> Input data
/---

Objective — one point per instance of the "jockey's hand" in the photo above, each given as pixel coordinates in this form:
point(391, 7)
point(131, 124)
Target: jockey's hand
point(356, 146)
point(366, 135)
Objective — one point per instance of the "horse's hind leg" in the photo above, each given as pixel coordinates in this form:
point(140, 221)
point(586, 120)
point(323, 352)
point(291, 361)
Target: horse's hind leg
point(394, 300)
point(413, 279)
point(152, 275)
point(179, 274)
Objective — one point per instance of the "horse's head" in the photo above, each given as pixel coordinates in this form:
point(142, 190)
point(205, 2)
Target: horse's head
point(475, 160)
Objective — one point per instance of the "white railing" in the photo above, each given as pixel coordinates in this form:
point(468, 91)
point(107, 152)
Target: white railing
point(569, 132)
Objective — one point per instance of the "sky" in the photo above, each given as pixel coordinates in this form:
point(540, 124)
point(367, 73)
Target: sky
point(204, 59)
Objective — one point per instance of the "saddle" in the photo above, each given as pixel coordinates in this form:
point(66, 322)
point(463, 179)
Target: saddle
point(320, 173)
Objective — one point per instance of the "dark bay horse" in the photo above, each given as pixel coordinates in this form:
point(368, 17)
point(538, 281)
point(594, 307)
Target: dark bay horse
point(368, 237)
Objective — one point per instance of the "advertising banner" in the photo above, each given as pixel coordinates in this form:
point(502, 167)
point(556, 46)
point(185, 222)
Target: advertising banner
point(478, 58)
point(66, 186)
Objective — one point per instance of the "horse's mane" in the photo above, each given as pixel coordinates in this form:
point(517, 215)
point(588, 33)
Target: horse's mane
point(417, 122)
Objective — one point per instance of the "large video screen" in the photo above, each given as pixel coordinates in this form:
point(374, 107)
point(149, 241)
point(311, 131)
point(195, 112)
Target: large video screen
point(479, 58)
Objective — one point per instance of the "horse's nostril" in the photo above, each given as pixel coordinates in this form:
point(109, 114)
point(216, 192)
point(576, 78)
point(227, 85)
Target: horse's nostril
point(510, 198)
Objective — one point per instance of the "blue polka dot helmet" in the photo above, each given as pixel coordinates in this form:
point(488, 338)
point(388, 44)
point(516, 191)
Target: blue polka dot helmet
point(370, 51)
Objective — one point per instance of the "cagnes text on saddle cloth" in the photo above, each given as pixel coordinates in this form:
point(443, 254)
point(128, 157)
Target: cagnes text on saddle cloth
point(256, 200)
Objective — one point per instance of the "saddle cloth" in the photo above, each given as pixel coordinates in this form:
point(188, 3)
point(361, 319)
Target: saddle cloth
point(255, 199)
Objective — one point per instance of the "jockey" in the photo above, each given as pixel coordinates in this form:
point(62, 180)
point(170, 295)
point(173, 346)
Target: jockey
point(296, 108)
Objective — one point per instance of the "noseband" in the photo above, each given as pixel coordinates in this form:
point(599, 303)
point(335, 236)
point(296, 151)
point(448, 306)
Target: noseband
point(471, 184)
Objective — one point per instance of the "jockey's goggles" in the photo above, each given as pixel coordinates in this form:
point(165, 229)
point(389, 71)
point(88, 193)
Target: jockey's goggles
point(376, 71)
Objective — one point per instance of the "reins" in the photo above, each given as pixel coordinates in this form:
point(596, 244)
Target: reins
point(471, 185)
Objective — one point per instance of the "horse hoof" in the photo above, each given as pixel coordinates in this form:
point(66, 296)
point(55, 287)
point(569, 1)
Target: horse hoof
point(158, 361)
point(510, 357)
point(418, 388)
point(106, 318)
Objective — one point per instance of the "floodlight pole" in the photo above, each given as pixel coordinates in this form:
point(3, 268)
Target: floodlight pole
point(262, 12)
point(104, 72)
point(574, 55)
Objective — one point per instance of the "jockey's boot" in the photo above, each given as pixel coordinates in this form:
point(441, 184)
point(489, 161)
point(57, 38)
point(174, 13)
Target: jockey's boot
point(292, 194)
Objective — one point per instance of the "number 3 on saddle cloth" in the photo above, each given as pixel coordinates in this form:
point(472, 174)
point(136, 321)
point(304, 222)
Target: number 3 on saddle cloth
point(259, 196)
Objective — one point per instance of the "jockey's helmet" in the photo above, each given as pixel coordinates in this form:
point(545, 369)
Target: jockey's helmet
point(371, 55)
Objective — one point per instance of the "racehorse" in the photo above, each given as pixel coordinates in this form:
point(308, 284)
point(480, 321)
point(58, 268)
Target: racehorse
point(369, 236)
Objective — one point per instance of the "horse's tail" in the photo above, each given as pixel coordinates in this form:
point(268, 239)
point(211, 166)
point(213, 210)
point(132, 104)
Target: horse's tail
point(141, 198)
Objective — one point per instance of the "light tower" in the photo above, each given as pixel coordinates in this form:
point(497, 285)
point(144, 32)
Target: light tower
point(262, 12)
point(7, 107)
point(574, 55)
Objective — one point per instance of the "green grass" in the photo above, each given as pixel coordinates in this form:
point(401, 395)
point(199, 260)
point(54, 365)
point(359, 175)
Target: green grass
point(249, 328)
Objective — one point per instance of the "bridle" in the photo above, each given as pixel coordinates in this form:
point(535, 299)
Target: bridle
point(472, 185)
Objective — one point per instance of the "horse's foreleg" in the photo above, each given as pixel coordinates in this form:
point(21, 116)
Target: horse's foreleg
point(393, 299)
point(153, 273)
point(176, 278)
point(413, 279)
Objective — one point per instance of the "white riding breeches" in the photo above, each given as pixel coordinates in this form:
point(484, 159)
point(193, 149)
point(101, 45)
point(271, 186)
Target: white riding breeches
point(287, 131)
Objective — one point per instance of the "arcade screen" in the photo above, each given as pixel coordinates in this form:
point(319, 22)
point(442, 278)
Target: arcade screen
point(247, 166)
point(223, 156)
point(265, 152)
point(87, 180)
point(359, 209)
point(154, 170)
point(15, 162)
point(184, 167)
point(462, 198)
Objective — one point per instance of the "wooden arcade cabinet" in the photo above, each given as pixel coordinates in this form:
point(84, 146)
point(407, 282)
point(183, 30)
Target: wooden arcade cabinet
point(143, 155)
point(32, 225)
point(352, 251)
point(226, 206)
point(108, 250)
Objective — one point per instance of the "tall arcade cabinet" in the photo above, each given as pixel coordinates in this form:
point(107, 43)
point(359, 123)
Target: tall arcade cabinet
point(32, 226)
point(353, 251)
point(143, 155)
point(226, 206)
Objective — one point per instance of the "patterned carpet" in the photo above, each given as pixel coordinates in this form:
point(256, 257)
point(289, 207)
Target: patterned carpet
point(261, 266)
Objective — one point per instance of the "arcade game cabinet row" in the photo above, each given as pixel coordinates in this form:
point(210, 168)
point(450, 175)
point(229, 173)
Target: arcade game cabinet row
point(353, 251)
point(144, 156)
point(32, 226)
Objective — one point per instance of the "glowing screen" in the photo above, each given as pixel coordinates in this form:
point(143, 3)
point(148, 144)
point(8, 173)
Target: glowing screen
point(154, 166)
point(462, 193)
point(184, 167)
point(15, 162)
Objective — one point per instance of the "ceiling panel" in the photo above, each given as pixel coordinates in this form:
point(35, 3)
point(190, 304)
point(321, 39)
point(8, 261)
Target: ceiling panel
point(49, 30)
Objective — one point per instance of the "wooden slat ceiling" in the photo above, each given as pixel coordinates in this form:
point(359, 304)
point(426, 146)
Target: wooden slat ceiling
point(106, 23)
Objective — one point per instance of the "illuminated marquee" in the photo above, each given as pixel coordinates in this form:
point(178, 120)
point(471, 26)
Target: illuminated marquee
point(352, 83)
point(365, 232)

\---

From the first line to the last, copy the data exactly.

> Response to this task
Objective — one point per instance of the "jockey's hand" in the photo above, each given as pixel coordinates in this form:
point(391, 7)
point(131, 124)
Target: jockey's hand
point(356, 146)
point(366, 135)
Objective — one point per instance of the "horse's hind leg" in the photo above, each given as pixel coordinates in this form:
point(140, 221)
point(586, 120)
point(323, 352)
point(291, 361)
Target: horse's hind leg
point(394, 300)
point(413, 279)
point(152, 275)
point(179, 274)
Objective — one point per instance of the "horse's head" in the photo above, each given as pixel coordinates in this form:
point(142, 190)
point(205, 2)
Target: horse's head
point(475, 160)
Objective — one point per instance of the "white railing" in the photo above, each given as pixel coordinates in this form:
point(468, 91)
point(107, 152)
Target: white railing
point(569, 132)
Objective — one point per instance of the "sky" in the photo above, each given as pixel coordinates in this form:
point(540, 124)
point(367, 73)
Target: sky
point(204, 59)
Objective — one point per instance of the "saddle" in the photo above, each given as pixel coordinates in this form:
point(66, 322)
point(463, 179)
Target: saddle
point(320, 173)
Objective — one point per instance of the "dark bay horse" in the photo above, each given as pixel coordinates in this form:
point(368, 17)
point(538, 281)
point(594, 307)
Target: dark bay horse
point(368, 237)
Objective — one point per instance of the "advertising banner" in the photo above, each given as pixel coordinates in this form:
point(502, 167)
point(556, 46)
point(185, 222)
Target: advertising banner
point(478, 58)
point(66, 186)
Objective — one point per instance of the "horse's mane" in the photo above, each given as pixel coordinates in this form:
point(517, 215)
point(588, 33)
Target: horse's mane
point(417, 122)
Objective — one point per instance of the "large video screen" in the photo above, each given as pixel coordinates in this form:
point(374, 107)
point(149, 241)
point(311, 131)
point(195, 112)
Target: large video screen
point(479, 58)
Objective — one point per instance of the "horse's nostril" in the photo above, each given as pixel coordinates in this form:
point(109, 114)
point(216, 192)
point(576, 78)
point(227, 85)
Target: horse's nostril
point(510, 198)
Objective — one point per instance of the "blue polka dot helmet" in the photo above, each given as pixel coordinates in this form:
point(488, 338)
point(388, 44)
point(516, 191)
Target: blue polka dot helmet
point(370, 51)
Objective — one point per instance of the "cagnes text on saddle cloth" in the photo above, each given as pixel coordinates in this form:
point(443, 254)
point(128, 157)
Target: cagnes text on saddle cloth
point(256, 200)
Objective — one point per instance of the "saddle cloth" in the photo above, each given as pixel coordinates in this form:
point(188, 3)
point(361, 319)
Target: saddle cloth
point(255, 199)
Objective — one point per instance of the "jockey" in the photo above, each given as pixel coordinates in this form:
point(62, 180)
point(170, 295)
point(173, 346)
Target: jockey
point(296, 108)
Objective — one point per instance of the "noseband" in the photo above, each given as pixel coordinates in this form:
point(599, 303)
point(335, 236)
point(296, 151)
point(448, 306)
Target: noseband
point(471, 184)
Objective — one point per instance of the "jockey's goggles" in the photo above, each given as pixel coordinates in this form:
point(165, 229)
point(389, 71)
point(88, 193)
Target: jockey's goggles
point(376, 71)
Objective — one point per instance of the "reins" in the photo above, each given as pixel coordinates in this form:
point(596, 244)
Target: reins
point(471, 185)
Objective — one point per instance of the "horse hoof" in the photo above, each given as pixel coordinates in this form:
point(66, 296)
point(55, 287)
point(569, 1)
Target: horse hoof
point(158, 361)
point(510, 357)
point(418, 388)
point(106, 318)
Objective — one point per instance of the "floodlight pole" in the photo above, each given as pixel coordinates in this form:
point(3, 268)
Target: floodlight pole
point(262, 12)
point(104, 72)
point(574, 55)
Objective — one point per instance of the "jockey's boot" in the photo above, each given as pixel coordinates in this form:
point(441, 184)
point(489, 161)
point(57, 38)
point(174, 13)
Target: jockey's boot
point(292, 194)
Objective — one point per instance of the "number 3 on saddle cloth" in the photo above, each given as pixel coordinates in this form:
point(472, 174)
point(136, 321)
point(304, 222)
Target: number 3 on saddle cloth
point(259, 196)
Objective — one point per instance of the "jockey's helmet" in the photo above, each given as pixel coordinates in this form:
point(545, 369)
Target: jockey's helmet
point(371, 55)
Objective — one point per instance of the "racehorse" in the photo above, each given as pixel coordinates in this form:
point(308, 284)
point(480, 321)
point(58, 268)
Target: racehorse
point(369, 236)
Objective — one point per instance of the "horse's tail" in the photo above, each given as pixel coordinates in this form:
point(268, 239)
point(211, 166)
point(213, 210)
point(132, 104)
Target: horse's tail
point(141, 198)
Objective — one point per instance of the "light tower" in the photo above, each given as pixel coordinates in this form:
point(497, 285)
point(144, 32)
Target: light tower
point(262, 12)
point(7, 107)
point(574, 55)
Objective — one point per instance of the "green grass" in the photo above, each given as pixel coordinates in this form:
point(401, 395)
point(199, 260)
point(54, 365)
point(359, 175)
Target: green grass
point(249, 328)
Objective — one point per instance of the "bridle" in the photo above, each given as pixel coordinates in this form:
point(535, 299)
Target: bridle
point(472, 185)
Objective — one point per instance of the "horse's foreleg" in the photo above, each given as pixel coordinates in this form:
point(21, 116)
Target: horse's foreleg
point(393, 299)
point(153, 273)
point(176, 278)
point(413, 279)
Objective — one point per instance of the "white riding breeches" in the photo above, each given as pixel coordinates in this form:
point(484, 159)
point(193, 149)
point(101, 45)
point(271, 186)
Target: white riding breeches
point(287, 131)
Objective — one point per instance of the "arcade screen" in the photo above, each given as pixel coordinates in this form:
point(319, 22)
point(442, 278)
Target: arcade screen
point(247, 166)
point(223, 156)
point(265, 152)
point(87, 180)
point(359, 209)
point(154, 170)
point(15, 162)
point(184, 167)
point(462, 198)
Objective — one point per instance of the "wooden arcade cabinet" in the photo above, each given as pixel coordinates in this form:
point(84, 146)
point(407, 282)
point(183, 30)
Target: wooden arcade cabinet
point(143, 155)
point(32, 225)
point(352, 251)
point(226, 206)
point(108, 250)
Objective — one point per instance of the "tall arcade cabinet" in the photo above, each given as pixel coordinates in this form:
point(107, 43)
point(359, 123)
Target: tall arcade cabinet
point(32, 226)
point(353, 251)
point(143, 155)
point(226, 206)
Objective — one point per instance of the "patterned carpet" in the photo above, each given as pixel coordinates in this form:
point(256, 257)
point(289, 207)
Target: patterned carpet
point(261, 266)
Objective — one point per instance of the "arcade game cabinet row" in the photo above, each given as pixel coordinates in this form:
point(210, 168)
point(450, 175)
point(229, 173)
Target: arcade game cabinet row
point(353, 251)
point(144, 156)
point(32, 226)
Objective — one point per instance of the "glowing screen" in the photo above, each given as pixel coordinates in this form:
point(143, 3)
point(148, 144)
point(8, 173)
Target: glowing screen
point(154, 166)
point(462, 193)
point(184, 167)
point(15, 162)
Objective — one point per instance of the "ceiling panel" in the photo above, each given as pixel coordinates in this form:
point(35, 3)
point(190, 304)
point(321, 39)
point(8, 261)
Target: ceiling panel
point(49, 30)
Objective — one point per instance of the "wooden slat ceiling" in the photo above, each given as pixel coordinates in this form:
point(359, 304)
point(426, 146)
Target: wooden slat ceiling
point(106, 23)
Objective — one point per instance of the "illuminated marquee" in the photo above, each given as pixel coordinates in this form:
point(178, 120)
point(471, 26)
Target: illuminated marquee
point(352, 83)
point(365, 232)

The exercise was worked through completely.